Selected excerpt
★ ★ ★ ★ ★ ★ ★

!DOCTYPE html PUBLIC "-//W3C//DTD XHTML 1.0 Strict//EN" "http://www.w3.org/TR/xhtml1/DTD/xhtml1-strict.dtd"> Streamline Training & Documentation: Advice for Managers on Rewarding Employees

Saturday, July 28, 2007

Advice for Managers on Rewarding Employees

A 2006 publication of the American Management Association (AMA), The Manager's Guide to Rewards: What You Need to Know to Get the Best for — and from — Your Employees, by Doug Jensen, Tom McMullen and Mel Stark, has a well-designed graphic in its first chapter (see below) summarizing the elements of organizational rewards and recognition.1 (The AMA has posted the chapter online as an introduction to, and sample of, the book's content.)

★ ★ ★ ★ ★ ★ ★

Dataset content
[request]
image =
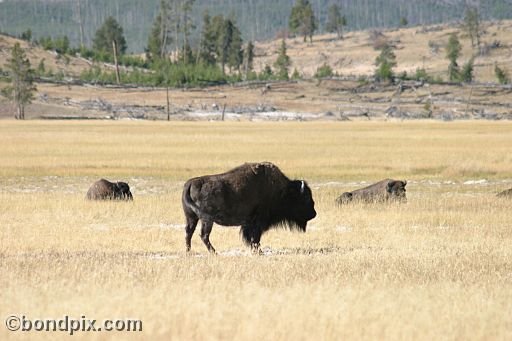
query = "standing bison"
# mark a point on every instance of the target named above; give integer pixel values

★ ★ ★ ★ ★ ★ ★

Written exercise
Please retype the portion of the article on rewarding employees from "Saturday, July 28, 2007" to "the book's content.)".

Task result
Saturday, July 28, 2007

Advice for Managers on Rewarding Employees

A 2006 publication of the American Management Association (AMA), The Manager's Guide to Rewards: What You Need to Know to Get the Best for — and from — Your Employees, by Doug Jensen, Tom McMullen and Mel Stark, has a well-designed graphic in its first chapter (see below) summarizing the elements of organizational rewards and recognition.1 (The AMA has posted the chapter online as an introduction to, and sample of, the book's content.)